REQUIREMENT 1: Summarize the article on the wildlife photography exhibition in two sentences.
REQUIREMENT 2:
Answer these questions from the article on the wildlife photography exhibition:
(a) Where were the leopard photographs in the exhibition taken?
(b) How long was the road trip through Namibia?
(c) By how much did global populations of mammals, birds, fish, reptiles and amphibians decline between 1970 and 2014?
REQUIREMENT 3:
Say whether each statement agrees with the article on the wildlife photography exhibition, quoting the words that decide it:
(a) Vanderschmidt found leopards during the search in Namibia.
(b) Some of the pictures are printed on metal surfaces.
(c) The WWF's Dubai offices are in The Sustainable City.

The exhibition includes several images taken across the African continent, each capturing the beauty and character of its animals. From the elephant series there is a collection of action shots showing them playing and drinking and relaxing on the banks of the river. Some of the pictures are framed and others are printed on metal surfaces to highlight the depth of colour and light in each shot. Also, several compelling images of Rwandan gorillas almost beckon the viewers towards them with their doleful, yet shining black eyes. “I walked in the footsteps of Dian Fossey [the primatologist murdered in Rwanda in 1985] while I was taking these,” recalls Vanderschmidt, who recounts several tales of adventures in the wild.
An image of a herd of impala in the bush was just one of thousands he took during a one-month road trip through Namibia whilst searching for leopards, whose numbers are dwindling to critically low. Vanderschmidt’s search in Namibia was fruitless, and the several stunning leopard photographs in this exhibition came from an excursion to the Kruger National Park in South Africa.
There are lions sleeping in trees and herds of wildebeest taken in Kenya’s largest game reserve, the Maasai Mara, and a wonderful portrait of a Maasai tribesman jumping high into the air as part of a traditional dance. Another shot shows a group of scruffy African wild dog cubs, which, while not as spectacular as the “big five”, are one of the world’s most endangered species. It was critical to include them, says Vanderschmidt, to raise awareness. The exhibition is held in conjunction with the World Wildlife Fund (WWF), whose Dubai offices are also housed in The Sustainable City. In October last year, the international body released its Living Planet Report, which presents a comprehensive overview of the state of the natural world, and shows that global populations of mammals, birds, fish, reptiles and amphibians declined by 60 per cent between 1970 and 2014. It also showed that an estimated half of the world’s shallow water corals have disappeared in the past 30 years and that if nothing is done by the year 2030, the change will be irreversible.

INFORMATION SHOWN:
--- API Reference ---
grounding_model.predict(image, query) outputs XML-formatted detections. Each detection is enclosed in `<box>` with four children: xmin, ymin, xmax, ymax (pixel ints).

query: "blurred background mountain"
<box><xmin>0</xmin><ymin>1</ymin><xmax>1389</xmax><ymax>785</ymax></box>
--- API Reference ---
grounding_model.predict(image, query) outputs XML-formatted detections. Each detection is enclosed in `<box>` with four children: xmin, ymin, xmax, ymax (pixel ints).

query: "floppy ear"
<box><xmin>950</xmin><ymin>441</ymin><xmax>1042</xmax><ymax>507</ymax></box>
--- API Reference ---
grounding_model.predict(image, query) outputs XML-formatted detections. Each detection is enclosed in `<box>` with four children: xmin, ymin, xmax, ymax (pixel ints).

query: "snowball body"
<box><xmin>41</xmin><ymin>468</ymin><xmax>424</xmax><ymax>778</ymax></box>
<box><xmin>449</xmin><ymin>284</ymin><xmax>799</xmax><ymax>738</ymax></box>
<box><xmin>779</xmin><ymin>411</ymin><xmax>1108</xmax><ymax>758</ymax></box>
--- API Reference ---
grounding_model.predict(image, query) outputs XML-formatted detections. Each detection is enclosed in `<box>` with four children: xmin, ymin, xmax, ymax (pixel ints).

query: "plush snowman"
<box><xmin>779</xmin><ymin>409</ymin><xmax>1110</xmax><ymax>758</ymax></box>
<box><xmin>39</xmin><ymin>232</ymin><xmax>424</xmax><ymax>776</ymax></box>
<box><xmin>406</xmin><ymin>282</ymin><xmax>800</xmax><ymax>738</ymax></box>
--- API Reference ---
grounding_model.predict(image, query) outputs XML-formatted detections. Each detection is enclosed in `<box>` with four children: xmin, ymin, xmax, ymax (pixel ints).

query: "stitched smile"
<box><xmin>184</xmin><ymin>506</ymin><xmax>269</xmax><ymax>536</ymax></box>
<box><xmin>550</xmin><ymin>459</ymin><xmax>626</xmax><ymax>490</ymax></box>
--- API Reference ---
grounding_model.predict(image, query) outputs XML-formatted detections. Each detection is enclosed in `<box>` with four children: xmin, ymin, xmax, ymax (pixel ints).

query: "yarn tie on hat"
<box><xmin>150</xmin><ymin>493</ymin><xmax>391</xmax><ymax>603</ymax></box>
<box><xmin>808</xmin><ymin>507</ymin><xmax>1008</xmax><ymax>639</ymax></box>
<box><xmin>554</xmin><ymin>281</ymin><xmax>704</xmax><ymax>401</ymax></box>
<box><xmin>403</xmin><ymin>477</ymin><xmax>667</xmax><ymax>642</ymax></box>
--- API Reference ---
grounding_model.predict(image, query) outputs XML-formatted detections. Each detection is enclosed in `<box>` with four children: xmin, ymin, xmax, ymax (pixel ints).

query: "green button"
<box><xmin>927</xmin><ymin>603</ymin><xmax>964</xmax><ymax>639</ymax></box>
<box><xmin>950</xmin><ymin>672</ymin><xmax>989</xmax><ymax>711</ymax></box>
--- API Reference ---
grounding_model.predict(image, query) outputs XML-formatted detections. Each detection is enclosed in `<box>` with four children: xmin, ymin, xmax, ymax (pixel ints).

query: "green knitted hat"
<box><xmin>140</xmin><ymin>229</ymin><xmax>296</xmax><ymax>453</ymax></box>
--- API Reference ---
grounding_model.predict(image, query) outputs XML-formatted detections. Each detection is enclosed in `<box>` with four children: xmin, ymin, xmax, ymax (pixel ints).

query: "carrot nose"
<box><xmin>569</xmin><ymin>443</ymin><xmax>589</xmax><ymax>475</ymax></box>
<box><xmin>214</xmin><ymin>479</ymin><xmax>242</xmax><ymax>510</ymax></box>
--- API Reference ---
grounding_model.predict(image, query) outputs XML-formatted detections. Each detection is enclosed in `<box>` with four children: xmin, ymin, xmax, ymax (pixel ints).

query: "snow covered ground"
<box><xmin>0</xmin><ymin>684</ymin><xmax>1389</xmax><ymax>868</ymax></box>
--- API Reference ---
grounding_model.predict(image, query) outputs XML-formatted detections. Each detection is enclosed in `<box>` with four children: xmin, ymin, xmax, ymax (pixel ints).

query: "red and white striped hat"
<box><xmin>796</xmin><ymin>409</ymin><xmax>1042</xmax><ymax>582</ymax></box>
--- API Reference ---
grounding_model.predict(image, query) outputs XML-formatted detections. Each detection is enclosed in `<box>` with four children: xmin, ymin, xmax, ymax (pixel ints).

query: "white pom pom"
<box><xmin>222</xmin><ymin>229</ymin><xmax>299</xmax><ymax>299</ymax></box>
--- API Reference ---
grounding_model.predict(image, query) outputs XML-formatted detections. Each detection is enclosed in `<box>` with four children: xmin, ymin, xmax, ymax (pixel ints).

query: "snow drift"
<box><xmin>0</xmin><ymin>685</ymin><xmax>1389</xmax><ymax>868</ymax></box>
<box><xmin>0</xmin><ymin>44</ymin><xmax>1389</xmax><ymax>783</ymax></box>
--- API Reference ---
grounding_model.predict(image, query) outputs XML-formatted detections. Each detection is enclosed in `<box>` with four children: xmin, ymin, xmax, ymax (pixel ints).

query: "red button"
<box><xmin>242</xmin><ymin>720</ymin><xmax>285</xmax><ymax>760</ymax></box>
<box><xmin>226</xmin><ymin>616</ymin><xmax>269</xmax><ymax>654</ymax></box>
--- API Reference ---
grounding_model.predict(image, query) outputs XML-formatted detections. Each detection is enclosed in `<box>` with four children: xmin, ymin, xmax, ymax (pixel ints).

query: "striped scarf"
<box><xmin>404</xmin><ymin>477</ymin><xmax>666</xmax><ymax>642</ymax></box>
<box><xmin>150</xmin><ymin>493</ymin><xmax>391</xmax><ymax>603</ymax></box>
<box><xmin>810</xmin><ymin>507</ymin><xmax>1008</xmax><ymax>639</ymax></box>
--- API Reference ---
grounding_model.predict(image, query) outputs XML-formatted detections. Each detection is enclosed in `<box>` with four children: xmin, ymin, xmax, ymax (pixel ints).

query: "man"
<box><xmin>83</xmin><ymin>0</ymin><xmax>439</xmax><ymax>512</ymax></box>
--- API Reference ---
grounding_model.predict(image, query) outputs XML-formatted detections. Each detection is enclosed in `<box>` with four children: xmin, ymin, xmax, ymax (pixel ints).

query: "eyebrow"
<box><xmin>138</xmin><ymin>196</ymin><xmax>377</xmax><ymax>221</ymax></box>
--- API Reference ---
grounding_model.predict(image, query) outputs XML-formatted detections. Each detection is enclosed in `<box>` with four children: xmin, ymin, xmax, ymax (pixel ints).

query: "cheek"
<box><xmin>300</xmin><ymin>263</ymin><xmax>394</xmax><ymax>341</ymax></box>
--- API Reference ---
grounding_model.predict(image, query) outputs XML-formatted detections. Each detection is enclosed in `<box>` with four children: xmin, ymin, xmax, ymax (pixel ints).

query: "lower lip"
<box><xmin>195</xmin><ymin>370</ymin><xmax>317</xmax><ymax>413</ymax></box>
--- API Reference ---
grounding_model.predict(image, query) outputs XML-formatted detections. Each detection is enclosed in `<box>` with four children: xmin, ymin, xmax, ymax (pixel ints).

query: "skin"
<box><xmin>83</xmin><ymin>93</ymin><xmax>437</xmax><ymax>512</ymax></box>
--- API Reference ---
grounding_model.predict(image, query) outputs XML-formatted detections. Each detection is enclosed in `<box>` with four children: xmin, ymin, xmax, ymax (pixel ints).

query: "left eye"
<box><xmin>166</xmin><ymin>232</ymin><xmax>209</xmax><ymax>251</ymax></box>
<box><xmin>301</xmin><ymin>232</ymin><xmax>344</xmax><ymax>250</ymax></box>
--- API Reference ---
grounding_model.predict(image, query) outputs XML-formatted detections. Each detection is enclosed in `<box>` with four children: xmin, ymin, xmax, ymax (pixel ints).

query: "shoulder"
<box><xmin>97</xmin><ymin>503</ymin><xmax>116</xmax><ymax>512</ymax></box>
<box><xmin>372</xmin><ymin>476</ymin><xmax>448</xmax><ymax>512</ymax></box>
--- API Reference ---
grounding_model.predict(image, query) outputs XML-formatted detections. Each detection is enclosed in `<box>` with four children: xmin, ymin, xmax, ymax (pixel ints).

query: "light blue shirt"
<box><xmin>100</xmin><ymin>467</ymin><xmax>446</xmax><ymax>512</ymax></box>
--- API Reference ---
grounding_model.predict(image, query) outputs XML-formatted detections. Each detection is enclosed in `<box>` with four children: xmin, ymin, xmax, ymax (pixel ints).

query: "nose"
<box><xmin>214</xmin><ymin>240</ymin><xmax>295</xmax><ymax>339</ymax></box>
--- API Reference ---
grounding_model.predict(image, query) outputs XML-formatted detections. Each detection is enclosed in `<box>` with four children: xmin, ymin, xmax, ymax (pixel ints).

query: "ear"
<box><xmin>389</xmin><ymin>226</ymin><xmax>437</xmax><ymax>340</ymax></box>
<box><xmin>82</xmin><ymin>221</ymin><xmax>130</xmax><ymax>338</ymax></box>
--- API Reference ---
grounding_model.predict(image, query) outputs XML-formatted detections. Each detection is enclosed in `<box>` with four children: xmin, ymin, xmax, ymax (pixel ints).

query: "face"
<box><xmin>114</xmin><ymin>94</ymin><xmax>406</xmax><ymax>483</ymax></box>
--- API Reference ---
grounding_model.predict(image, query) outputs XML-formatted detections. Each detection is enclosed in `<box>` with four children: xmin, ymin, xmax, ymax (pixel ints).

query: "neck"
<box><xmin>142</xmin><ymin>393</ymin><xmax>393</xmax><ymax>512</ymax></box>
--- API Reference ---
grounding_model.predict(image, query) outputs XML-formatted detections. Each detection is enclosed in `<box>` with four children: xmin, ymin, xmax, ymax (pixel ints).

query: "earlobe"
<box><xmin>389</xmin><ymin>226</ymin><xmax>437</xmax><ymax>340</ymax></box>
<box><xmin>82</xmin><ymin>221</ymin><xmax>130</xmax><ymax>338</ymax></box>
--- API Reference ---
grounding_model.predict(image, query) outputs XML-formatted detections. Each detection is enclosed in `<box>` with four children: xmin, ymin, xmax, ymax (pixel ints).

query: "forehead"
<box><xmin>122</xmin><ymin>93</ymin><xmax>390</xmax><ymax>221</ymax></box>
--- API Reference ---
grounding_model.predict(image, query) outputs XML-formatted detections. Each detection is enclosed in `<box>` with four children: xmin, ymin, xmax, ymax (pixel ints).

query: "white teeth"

FINAL ANSWER 1: Vanderschmidt's exhibition presents wildlife images from across Africa, including elephants, Rwandan gorillas, leopards from Kruger National Park, lions and wildebeest in the Maasai Mara, and endangered African wild dog cubs. It is held with the World Wildlife Fund, whose Living Planet Report found that global populations of mammals, birds, fish, reptiles and amphibians fell by 60 percent between 1970 and 2014.

FINAL ANSWER 2:
(a) On an excursion to the Kruger National Park in South Africa.
(b) One month.
(c) By 60 percent.

FINAL ANSWER 3:
(a) No: "Vanderschmidt’s search in Namibia was fruitless"
(b) Yes: "others are printed on metal surfaces"
(c) Yes: "whose Dubai offices are also housed in The Sustainable City"